● 文書の抜粋:
== == ==
16句〜19句では 「小乗仏教の十八界」 などというものは
 
「空」 の中には無いのである
 
そのことを経文は 「無限界 乃至 無意識界」 というのである
 
さて いよいよ 「無」 の登場です 
 
16句から23句までに 「無」 が十三文字出てくるが 
 
「六根」 「六境」 各一字それぞれに 「無」 が繋がるから 実は 「五十三の無」 が
 
登場している
 
そして この場合の 「無」 は 先の 「空」 と同じ意味である
 
すなわち 「ない」 ということは 数字の 「ゼロ」 と同じことだと ここでは理解したい
 
 
 
すべてが「無」で「空」だと認識することからスタートして苦しみを克服すべきである
 
苦しみを克服するのには 「彼岸に渡る必要はない この娑婆で生活していていい
 
のだ」 と前回説明したが 確かにその通りなのであるが 
 
この言葉は少々誤解される危険がある
 
実は 仏教が仏教である限り どうしても欠かせない基本原理がある
 
その基本原理は 「出世間」 である 即ち 世間を出る 世間を離れる 世間を捨てる
 
そうでないと仏教とはいえない 
 
釈迦は王室を捨て (出家=家を出て) 悟りを開いた
 
ここで出家をホームレス化と解釈しては 小乗仏教的になる
 
そうではなく大乗仏教では 「世間の物差しを捨てる」 ことだという
 
全てのかかわりを一度は捨てろと言う
 
我々は世間の物差し ・ 価値観に縛られている 奴隷になっている
 
そんな物差しを捨てて そして自由になれ!というのが 「出世間」 である
 
例えば 子供は学校に行くべきだ 真面目な人間は会社に行くべきだ
 
というのが世間一般の物差し ・ 価値観である
 
もちろん その物差し ・ 価値観で悩まずに行動できる人はそれでいいのである
 
そういう人は別段それに縛られているわけではない
 
ところが その物差し ・ 価値観が重くのしかかってくる人がいる
 
最近はそういう人が特に多くなっている 
 
そういう人は 物差し ・ 価値観を捨てなさい そして自由になりなさい
 
「般若心経」 はそう教えている
 
学校に行きたくなければ 行かなくていい 会社を休みたければ 欠勤すればいい
 
ところがきっと反論がある 馬鹿なこと言うな!
 
皆がまねすれば社会が崩壊するぞ!
== == ==
● 作業内容:
a. 般若心経の解説について、次の問いに答えてください。
(i) 16句から23句までに「無」は何文字出てくると述べられていますか。
(ii) 仏教である限り欠かせない基本原理は何だとされていますか。
(iii) 大乗仏教では、出家をどのようなことだとしていますか。
b. 般若心経の解説のうち、「ところが その物差し ・」から「皆がまねすれば社会が崩壊するぞ!」までを一字一句違えずに書き写してください。

● 一覧:
== == ==
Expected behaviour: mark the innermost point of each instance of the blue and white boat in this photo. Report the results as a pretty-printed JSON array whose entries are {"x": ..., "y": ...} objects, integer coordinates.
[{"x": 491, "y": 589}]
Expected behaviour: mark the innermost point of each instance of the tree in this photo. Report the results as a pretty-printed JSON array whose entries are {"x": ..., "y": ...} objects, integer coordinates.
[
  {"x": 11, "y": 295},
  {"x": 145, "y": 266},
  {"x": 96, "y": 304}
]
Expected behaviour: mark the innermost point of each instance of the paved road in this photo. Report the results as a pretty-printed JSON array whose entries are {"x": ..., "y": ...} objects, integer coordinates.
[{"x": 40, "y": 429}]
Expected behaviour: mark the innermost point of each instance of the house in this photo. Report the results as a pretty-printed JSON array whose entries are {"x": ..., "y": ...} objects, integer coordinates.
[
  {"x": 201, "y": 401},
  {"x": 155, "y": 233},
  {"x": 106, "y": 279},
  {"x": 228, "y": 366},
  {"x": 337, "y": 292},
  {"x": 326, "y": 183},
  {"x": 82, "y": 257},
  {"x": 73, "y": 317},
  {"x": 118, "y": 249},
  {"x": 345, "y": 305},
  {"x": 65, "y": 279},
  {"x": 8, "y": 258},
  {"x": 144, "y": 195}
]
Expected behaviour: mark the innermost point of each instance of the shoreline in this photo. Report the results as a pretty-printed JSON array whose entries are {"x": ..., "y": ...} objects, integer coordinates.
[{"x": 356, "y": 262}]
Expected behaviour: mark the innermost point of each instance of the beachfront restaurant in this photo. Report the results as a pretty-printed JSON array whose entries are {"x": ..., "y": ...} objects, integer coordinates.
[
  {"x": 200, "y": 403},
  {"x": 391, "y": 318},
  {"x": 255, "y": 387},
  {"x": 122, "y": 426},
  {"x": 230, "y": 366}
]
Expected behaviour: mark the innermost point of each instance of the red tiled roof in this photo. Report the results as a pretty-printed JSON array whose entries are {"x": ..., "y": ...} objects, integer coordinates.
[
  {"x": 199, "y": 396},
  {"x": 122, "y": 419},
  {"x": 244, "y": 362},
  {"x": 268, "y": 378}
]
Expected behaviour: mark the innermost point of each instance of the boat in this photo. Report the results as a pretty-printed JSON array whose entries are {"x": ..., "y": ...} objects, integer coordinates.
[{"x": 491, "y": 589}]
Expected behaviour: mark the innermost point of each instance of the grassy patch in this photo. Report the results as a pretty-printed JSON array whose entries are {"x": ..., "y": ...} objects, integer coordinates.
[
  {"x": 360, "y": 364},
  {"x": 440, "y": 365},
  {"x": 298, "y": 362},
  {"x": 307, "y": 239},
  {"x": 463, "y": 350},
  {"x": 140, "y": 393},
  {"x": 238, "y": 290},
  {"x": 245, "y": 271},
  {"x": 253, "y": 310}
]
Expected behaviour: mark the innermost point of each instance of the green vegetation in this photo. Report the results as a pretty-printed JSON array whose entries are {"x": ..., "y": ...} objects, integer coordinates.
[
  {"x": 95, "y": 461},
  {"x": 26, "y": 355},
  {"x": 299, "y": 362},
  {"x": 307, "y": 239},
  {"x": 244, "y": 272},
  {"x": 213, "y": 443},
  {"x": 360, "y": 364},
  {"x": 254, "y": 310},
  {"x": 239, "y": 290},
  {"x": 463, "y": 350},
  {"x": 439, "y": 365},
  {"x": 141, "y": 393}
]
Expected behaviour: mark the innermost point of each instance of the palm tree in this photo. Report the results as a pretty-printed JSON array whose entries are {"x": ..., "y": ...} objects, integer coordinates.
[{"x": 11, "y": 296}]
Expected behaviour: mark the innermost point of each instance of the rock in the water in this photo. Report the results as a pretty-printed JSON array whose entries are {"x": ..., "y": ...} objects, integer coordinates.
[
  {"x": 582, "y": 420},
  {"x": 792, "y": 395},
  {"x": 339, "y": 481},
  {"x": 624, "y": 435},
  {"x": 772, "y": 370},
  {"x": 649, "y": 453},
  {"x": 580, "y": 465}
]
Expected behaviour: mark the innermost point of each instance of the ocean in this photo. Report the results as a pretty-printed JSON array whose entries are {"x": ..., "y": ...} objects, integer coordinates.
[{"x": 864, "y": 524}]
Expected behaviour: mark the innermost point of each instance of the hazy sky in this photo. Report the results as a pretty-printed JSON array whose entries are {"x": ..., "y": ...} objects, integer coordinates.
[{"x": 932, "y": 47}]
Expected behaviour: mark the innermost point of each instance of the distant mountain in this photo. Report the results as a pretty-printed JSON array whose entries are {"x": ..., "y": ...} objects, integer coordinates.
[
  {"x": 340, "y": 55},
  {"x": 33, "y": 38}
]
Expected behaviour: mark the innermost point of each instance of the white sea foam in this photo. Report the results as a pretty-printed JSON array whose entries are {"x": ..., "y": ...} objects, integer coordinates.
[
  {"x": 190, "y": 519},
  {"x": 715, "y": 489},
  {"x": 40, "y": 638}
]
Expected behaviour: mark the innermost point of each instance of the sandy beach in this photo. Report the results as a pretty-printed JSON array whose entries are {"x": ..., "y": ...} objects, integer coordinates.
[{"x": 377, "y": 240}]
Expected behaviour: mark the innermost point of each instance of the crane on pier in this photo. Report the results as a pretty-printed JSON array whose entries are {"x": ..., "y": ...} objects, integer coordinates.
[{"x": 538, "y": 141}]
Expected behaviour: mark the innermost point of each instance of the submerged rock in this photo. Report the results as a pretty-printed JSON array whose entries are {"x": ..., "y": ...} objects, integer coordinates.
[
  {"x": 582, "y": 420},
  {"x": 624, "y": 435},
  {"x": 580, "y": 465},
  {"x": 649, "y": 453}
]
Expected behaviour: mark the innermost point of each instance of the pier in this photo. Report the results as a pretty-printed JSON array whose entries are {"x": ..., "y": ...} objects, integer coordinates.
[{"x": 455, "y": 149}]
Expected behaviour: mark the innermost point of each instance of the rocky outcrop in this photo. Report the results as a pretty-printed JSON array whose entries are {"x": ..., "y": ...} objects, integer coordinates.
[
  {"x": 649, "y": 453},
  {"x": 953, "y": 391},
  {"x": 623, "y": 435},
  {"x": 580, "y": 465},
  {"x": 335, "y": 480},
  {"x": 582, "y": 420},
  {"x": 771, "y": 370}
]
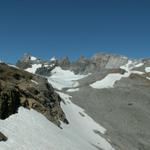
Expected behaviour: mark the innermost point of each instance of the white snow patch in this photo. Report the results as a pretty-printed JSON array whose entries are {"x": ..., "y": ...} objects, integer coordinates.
[
  {"x": 81, "y": 125},
  {"x": 64, "y": 78},
  {"x": 110, "y": 79},
  {"x": 33, "y": 68},
  {"x": 107, "y": 82},
  {"x": 13, "y": 66},
  {"x": 53, "y": 59},
  {"x": 33, "y": 58},
  {"x": 147, "y": 69},
  {"x": 30, "y": 130},
  {"x": 139, "y": 65},
  {"x": 148, "y": 78},
  {"x": 73, "y": 90},
  {"x": 34, "y": 82}
]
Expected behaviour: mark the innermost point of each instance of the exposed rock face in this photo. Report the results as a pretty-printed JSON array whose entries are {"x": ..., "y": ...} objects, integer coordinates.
[
  {"x": 20, "y": 88},
  {"x": 80, "y": 66},
  {"x": 3, "y": 137}
]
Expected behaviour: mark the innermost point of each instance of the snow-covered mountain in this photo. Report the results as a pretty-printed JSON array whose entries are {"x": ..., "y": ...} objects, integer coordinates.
[{"x": 104, "y": 98}]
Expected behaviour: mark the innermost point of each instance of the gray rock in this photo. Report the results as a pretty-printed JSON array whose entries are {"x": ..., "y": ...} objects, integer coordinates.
[{"x": 2, "y": 137}]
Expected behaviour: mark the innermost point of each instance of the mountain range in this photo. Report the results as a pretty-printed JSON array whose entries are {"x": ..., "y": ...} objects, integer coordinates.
[{"x": 102, "y": 102}]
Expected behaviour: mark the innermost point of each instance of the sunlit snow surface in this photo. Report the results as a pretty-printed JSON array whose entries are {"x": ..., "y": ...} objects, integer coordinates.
[
  {"x": 33, "y": 58},
  {"x": 33, "y": 68},
  {"x": 110, "y": 79},
  {"x": 147, "y": 69},
  {"x": 64, "y": 78},
  {"x": 29, "y": 130}
]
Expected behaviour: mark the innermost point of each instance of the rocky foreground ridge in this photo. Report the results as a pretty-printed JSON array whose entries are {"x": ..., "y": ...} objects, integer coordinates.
[{"x": 20, "y": 88}]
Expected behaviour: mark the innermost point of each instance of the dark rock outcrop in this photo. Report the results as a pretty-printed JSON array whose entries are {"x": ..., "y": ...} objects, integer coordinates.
[
  {"x": 2, "y": 137},
  {"x": 20, "y": 88}
]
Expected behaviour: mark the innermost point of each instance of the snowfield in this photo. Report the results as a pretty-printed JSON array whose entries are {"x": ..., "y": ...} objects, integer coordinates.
[
  {"x": 147, "y": 69},
  {"x": 34, "y": 68},
  {"x": 30, "y": 130},
  {"x": 64, "y": 78},
  {"x": 110, "y": 80}
]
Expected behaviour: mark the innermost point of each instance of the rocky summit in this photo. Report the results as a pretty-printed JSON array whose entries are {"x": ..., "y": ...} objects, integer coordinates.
[{"x": 105, "y": 99}]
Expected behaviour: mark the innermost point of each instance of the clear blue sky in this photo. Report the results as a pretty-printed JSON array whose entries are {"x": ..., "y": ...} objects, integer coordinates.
[{"x": 74, "y": 27}]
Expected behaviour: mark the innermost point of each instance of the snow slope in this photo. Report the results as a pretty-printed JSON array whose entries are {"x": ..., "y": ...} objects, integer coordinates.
[
  {"x": 29, "y": 130},
  {"x": 64, "y": 78},
  {"x": 33, "y": 68},
  {"x": 110, "y": 79},
  {"x": 147, "y": 69},
  {"x": 81, "y": 126}
]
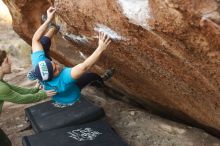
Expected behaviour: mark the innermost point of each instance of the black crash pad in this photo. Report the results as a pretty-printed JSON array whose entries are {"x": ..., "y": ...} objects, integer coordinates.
[
  {"x": 46, "y": 116},
  {"x": 96, "y": 133}
]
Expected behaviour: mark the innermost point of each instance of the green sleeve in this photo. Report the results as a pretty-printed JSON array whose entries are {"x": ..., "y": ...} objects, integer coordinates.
[
  {"x": 23, "y": 90},
  {"x": 7, "y": 94}
]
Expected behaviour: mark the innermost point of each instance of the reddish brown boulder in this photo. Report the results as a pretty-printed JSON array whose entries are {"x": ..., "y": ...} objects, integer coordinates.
[{"x": 166, "y": 52}]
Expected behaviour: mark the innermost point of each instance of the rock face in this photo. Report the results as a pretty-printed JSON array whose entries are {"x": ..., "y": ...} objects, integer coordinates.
[{"x": 166, "y": 52}]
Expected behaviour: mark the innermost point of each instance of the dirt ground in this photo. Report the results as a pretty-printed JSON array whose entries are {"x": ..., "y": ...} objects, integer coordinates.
[{"x": 136, "y": 126}]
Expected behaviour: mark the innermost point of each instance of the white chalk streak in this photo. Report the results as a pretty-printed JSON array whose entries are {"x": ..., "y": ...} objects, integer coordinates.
[
  {"x": 137, "y": 11},
  {"x": 78, "y": 38},
  {"x": 108, "y": 31}
]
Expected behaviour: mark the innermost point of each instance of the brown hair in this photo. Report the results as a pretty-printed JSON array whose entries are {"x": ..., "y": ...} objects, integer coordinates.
[{"x": 3, "y": 55}]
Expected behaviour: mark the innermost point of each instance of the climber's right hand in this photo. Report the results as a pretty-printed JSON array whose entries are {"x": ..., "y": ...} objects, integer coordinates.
[{"x": 50, "y": 13}]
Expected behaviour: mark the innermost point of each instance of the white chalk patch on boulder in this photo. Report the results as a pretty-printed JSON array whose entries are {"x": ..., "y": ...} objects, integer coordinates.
[
  {"x": 137, "y": 11},
  {"x": 76, "y": 38},
  {"x": 82, "y": 55},
  {"x": 108, "y": 31}
]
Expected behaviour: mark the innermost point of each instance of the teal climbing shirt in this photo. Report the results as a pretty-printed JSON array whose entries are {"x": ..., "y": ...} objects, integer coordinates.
[{"x": 65, "y": 86}]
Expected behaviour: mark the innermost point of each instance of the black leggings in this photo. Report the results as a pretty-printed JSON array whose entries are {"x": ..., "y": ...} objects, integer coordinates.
[
  {"x": 92, "y": 79},
  {"x": 4, "y": 140}
]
== == ==
● 課題別の結果:
a.
(i) 十三文字
(ii) 「出世間」
(iii) 「世間の物差しを捨てる」こと

b.
ところが その物差し ・ 価値観が重くのしかかってくる人がいる
 
最近はそういう人が特に多くなっている 
 
そういう人は 物差し ・ 価値観を捨てなさい そして自由になりなさい
 
「般若心経」 はそう教えている
 
学校に行きたくなければ 行かなくていい 会社を休みたければ 欠勤すればいい
 
ところがきっと反論がある 馬鹿なこと言うな!
 
皆がまねすれば社会が崩壊するぞ!